#### Data shown
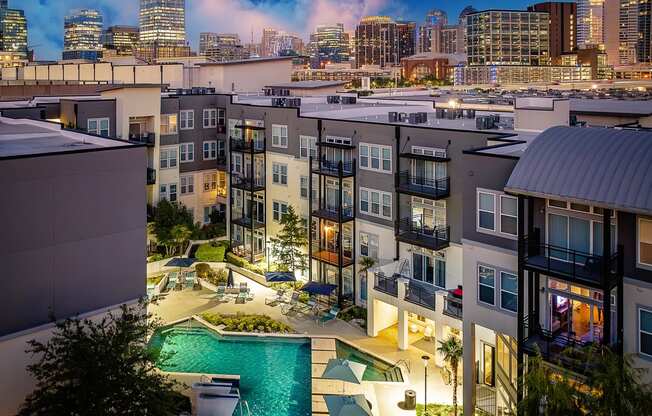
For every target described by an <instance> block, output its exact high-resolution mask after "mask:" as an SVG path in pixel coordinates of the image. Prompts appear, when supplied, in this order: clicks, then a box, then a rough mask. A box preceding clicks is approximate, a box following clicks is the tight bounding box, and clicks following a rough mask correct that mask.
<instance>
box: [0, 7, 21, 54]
mask: <svg viewBox="0 0 652 416" xmlns="http://www.w3.org/2000/svg"><path fill="white" fill-rule="evenodd" d="M3 5H4V6H6V5H7V2H6V1H5V2H4V3H3ZM0 53H2V54H3V55H4V56H5V57H9V58H5V61H7V60H9V61H15V60H25V59H27V19H25V13H24V12H23V11H22V10H14V9H8V8H6V7H3V8H1V9H0ZM3 65H4V64H3Z"/></svg>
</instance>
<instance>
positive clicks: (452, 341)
mask: <svg viewBox="0 0 652 416" xmlns="http://www.w3.org/2000/svg"><path fill="white" fill-rule="evenodd" d="M437 352H438V353H440V354H442V355H443V356H444V361H445V362H446V364H447V365H448V366H449V367H450V369H451V372H452V373H453V380H452V385H453V414H454V415H456V414H457V384H458V382H457V373H458V370H459V365H460V360H462V356H463V354H464V350H463V348H462V341H460V340H459V338H457V337H456V336H453V335H451V336H449V337H448V338H447V339H446V340H445V341H439V347H437Z"/></svg>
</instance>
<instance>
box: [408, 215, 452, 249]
mask: <svg viewBox="0 0 652 416" xmlns="http://www.w3.org/2000/svg"><path fill="white" fill-rule="evenodd" d="M396 238H397V240H399V241H401V242H403V243H407V244H412V245H415V246H419V247H423V248H428V249H431V250H435V251H437V250H443V249H445V248H446V247H448V245H449V243H450V226H446V227H437V228H432V227H428V226H425V225H423V224H419V222H417V221H413V220H412V218H403V219H402V220H400V221H399V223H398V235H397V237H396Z"/></svg>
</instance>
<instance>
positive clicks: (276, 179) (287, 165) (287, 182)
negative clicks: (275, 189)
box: [272, 163, 288, 185]
mask: <svg viewBox="0 0 652 416" xmlns="http://www.w3.org/2000/svg"><path fill="white" fill-rule="evenodd" d="M272 182H273V183H275V184H277V185H287V184H288V165H286V164H284V163H272Z"/></svg>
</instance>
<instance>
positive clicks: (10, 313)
mask: <svg viewBox="0 0 652 416" xmlns="http://www.w3.org/2000/svg"><path fill="white" fill-rule="evenodd" d="M144 166H145V150H144V148H132V149H112V150H103V151H96V152H86V153H75V154H67V155H56V156H42V157H38V158H23V159H13V160H4V161H2V162H0V184H2V187H3V190H4V195H5V197H6V198H3V203H2V204H0V215H1V216H2V218H5V219H6V224H5V228H4V231H3V233H2V234H1V235H0V258H2V259H3V277H4V281H5V288H4V290H3V291H2V294H1V296H2V305H3V310H4V311H6V313H2V314H0V335H5V334H10V333H13V332H16V331H21V330H24V329H27V328H31V327H34V326H37V325H41V324H44V323H47V322H49V321H50V318H51V317H52V316H54V317H56V318H66V317H69V316H73V315H76V314H79V313H84V312H88V311H92V310H95V309H98V308H101V307H105V306H107V305H114V304H118V303H121V302H125V301H127V300H131V299H134V298H137V297H139V296H141V295H143V294H144V293H145V282H144V281H143V276H144V273H145V256H144V247H145V242H146V240H145V236H146V229H145V227H146V219H145V209H144V207H145V202H146V200H145V193H144V192H143V189H144V188H145V174H144V171H145V169H144ZM36 200H37V201H38V203H34V202H35V201H36Z"/></svg>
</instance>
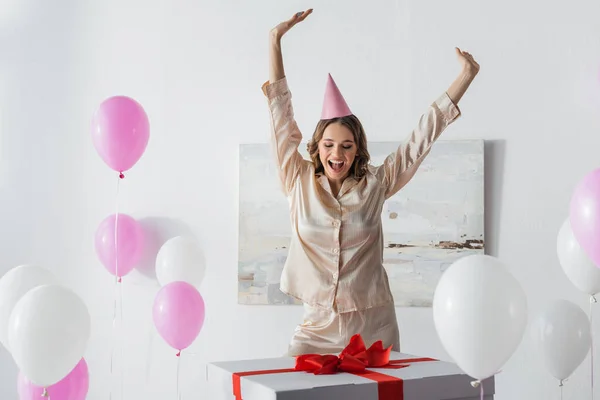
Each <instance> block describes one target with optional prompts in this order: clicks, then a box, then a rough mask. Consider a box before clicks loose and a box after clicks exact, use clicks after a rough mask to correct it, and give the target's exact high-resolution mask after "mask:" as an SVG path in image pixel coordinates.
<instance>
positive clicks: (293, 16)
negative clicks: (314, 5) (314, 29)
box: [271, 8, 312, 41]
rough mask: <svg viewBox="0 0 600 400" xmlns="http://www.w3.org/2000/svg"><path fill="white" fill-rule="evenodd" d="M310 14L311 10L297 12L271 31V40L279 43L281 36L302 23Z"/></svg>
mask: <svg viewBox="0 0 600 400" xmlns="http://www.w3.org/2000/svg"><path fill="white" fill-rule="evenodd" d="M311 13H312V8H309V9H308V10H306V11H304V12H298V13H296V14H294V16H293V17H292V18H290V19H288V20H287V21H284V22H282V23H280V24H279V25H277V26H276V27H275V28H273V29H271V39H272V40H276V41H280V40H281V38H282V37H283V35H285V34H286V33H287V32H288V31H289V30H290V29H292V28H293V27H294V26H295V25H296V24H297V23H299V22H302V21H304V20H305V19H306V17H308V16H309V15H310V14H311Z"/></svg>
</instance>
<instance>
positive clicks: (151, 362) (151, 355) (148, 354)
mask: <svg viewBox="0 0 600 400" xmlns="http://www.w3.org/2000/svg"><path fill="white" fill-rule="evenodd" d="M149 332H150V340H149V341H148V351H147V352H146V354H148V360H147V361H146V385H148V381H149V380H150V365H152V344H153V342H154V335H153V331H152V328H150V330H149Z"/></svg>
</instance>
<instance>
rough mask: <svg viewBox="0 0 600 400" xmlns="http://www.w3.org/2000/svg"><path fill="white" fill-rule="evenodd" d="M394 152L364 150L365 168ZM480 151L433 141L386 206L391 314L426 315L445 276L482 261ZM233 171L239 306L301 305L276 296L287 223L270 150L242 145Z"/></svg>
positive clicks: (465, 147) (288, 236) (483, 156)
mask: <svg viewBox="0 0 600 400" xmlns="http://www.w3.org/2000/svg"><path fill="white" fill-rule="evenodd" d="M399 144H400V143H399V142H371V143H369V153H370V154H371V163H372V164H373V165H379V164H381V163H382V162H383V160H384V159H385V157H386V156H387V155H389V154H390V153H391V152H393V151H395V149H396V148H397V147H398V145H399ZM305 147H306V146H304V145H301V146H300V148H301V150H303V149H304V148H305ZM483 148H484V142H483V140H439V141H438V142H436V144H435V145H434V146H433V148H432V150H431V152H430V153H429V155H428V156H427V158H426V159H425V161H424V162H423V163H422V164H421V166H420V168H419V170H418V172H417V173H416V174H415V176H414V177H413V179H412V180H411V181H410V182H409V183H408V184H407V185H406V186H405V187H404V188H403V189H402V190H400V192H398V193H397V194H396V195H394V196H393V197H391V198H390V199H388V200H387V202H386V203H385V204H384V207H383V213H382V218H383V232H384V267H385V269H386V271H387V273H388V276H389V280H390V286H391V289H392V293H393V295H394V299H395V303H396V306H405V307H431V305H432V302H433V294H434V291H435V287H436V285H437V283H438V281H439V278H440V276H441V274H442V273H443V272H444V270H445V269H446V268H448V267H449V266H450V265H451V264H452V263H453V262H454V261H456V260H458V259H459V258H461V257H464V256H467V255H471V254H483V253H484V250H485V249H484V248H485V241H484V150H483ZM301 152H302V151H301ZM303 155H304V157H305V158H308V155H307V154H306V152H303ZM239 166H240V180H239V182H240V185H239V196H240V197H239V250H238V252H239V253H238V303H240V304H256V305H259V304H268V305H276V304H300V303H299V302H298V301H297V300H295V299H293V298H290V297H289V296H286V295H284V294H283V293H282V292H281V291H280V290H279V279H280V276H281V271H282V270H283V266H284V263H285V260H286V257H287V249H288V247H289V243H290V222H289V211H288V203H287V200H286V198H285V196H284V195H283V193H282V192H281V189H280V186H279V182H278V178H277V174H276V167H275V162H274V158H273V154H272V150H271V147H270V145H268V144H247V145H241V146H240V164H239Z"/></svg>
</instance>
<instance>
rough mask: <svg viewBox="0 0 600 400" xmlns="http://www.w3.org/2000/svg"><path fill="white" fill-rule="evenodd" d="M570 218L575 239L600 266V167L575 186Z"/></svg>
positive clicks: (593, 262) (595, 263)
mask: <svg viewBox="0 0 600 400" xmlns="http://www.w3.org/2000/svg"><path fill="white" fill-rule="evenodd" d="M569 219H570V222H571V229H572V230H573V235H574V236H575V239H577V242H578V243H579V245H580V246H581V248H582V249H583V250H584V252H585V253H586V254H587V255H588V257H589V258H590V259H591V260H592V262H593V263H594V264H595V265H596V267H600V169H596V170H594V171H592V172H591V173H589V174H588V175H586V176H585V177H584V178H583V180H582V181H581V182H580V183H579V184H578V185H577V187H576V188H575V192H574V193H573V196H572V197H571V204H570V212H569Z"/></svg>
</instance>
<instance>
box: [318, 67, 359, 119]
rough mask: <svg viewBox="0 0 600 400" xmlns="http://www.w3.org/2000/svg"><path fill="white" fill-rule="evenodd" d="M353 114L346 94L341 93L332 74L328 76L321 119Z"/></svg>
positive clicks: (342, 116)
mask: <svg viewBox="0 0 600 400" xmlns="http://www.w3.org/2000/svg"><path fill="white" fill-rule="evenodd" d="M348 115H352V111H350V107H348V104H346V100H344V96H342V93H340V90H339V89H338V87H337V85H336V84H335V82H334V80H333V78H332V77H331V74H329V76H328V78H327V86H326V87H325V99H324V100H323V110H322V112H321V119H332V118H339V117H345V116H348Z"/></svg>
########
Problem. Scan the records above and count the lines that contain "negative". No text besides the count.

Your solution. 2